Count the lines in the records below that contain the word "window". Reply with the number only.

● WORKING DATA
——————————
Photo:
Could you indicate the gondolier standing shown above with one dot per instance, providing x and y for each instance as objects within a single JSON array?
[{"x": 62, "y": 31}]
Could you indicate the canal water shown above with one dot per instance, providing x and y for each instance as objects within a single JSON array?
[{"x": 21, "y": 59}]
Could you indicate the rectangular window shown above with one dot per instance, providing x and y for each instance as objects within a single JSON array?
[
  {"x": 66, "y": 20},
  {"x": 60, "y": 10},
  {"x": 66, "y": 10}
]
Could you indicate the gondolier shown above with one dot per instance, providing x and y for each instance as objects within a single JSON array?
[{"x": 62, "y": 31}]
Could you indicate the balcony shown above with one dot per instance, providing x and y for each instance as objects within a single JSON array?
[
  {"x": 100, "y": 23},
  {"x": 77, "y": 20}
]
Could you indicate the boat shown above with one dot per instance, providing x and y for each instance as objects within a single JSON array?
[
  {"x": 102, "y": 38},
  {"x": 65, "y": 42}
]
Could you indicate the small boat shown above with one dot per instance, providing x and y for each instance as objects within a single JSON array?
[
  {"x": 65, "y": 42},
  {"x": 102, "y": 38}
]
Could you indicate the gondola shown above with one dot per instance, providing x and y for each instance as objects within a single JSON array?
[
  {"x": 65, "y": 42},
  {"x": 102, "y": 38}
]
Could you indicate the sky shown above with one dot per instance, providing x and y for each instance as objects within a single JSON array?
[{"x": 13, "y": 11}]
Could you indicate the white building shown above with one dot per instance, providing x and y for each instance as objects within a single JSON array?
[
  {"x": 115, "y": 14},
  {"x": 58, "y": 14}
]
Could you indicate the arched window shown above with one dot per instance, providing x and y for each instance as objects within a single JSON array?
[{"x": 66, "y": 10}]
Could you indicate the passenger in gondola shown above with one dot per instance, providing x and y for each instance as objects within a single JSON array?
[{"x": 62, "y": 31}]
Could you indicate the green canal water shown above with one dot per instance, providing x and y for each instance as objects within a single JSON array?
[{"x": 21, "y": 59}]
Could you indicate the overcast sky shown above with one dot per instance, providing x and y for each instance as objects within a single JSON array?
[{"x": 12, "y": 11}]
——————————
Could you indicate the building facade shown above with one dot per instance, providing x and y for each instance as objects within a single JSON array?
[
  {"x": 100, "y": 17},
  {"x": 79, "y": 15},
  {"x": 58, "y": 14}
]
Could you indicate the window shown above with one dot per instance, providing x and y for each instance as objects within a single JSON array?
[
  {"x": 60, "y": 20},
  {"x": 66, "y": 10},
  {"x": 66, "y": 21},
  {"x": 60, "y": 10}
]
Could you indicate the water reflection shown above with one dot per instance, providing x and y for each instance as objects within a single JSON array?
——————————
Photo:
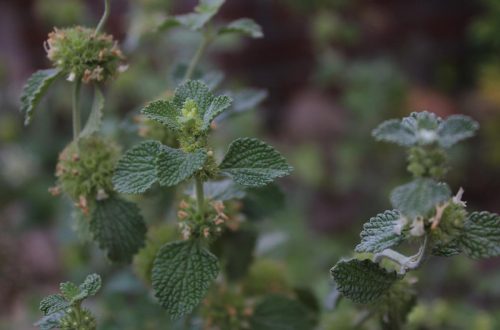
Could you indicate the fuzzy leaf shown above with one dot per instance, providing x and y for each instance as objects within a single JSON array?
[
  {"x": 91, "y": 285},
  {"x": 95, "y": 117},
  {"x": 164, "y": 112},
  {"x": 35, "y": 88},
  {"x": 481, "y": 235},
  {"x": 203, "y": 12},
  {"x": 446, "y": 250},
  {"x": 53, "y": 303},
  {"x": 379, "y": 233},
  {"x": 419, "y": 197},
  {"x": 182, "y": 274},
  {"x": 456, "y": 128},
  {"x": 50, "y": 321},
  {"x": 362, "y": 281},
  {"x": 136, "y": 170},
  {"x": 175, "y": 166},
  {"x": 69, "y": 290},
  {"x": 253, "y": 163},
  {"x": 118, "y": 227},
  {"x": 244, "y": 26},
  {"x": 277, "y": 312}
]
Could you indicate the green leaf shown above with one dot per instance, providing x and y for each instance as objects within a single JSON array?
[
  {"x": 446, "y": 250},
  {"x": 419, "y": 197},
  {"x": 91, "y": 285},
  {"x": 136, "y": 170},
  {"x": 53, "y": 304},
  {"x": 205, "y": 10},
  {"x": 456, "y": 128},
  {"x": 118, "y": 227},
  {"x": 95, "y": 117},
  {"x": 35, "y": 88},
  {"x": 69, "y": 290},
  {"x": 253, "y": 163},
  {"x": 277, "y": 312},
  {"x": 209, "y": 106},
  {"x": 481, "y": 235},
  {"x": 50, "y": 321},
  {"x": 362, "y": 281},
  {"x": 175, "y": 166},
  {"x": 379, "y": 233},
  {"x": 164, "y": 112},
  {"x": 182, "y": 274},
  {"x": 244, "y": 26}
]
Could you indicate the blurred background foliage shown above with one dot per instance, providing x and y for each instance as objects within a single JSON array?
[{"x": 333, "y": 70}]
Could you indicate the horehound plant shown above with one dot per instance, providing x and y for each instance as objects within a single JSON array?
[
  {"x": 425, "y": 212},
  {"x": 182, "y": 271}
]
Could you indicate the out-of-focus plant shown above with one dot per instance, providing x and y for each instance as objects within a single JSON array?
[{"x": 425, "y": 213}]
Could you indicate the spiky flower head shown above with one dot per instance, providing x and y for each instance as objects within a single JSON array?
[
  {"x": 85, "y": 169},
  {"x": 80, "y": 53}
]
——————————
● RESULT
3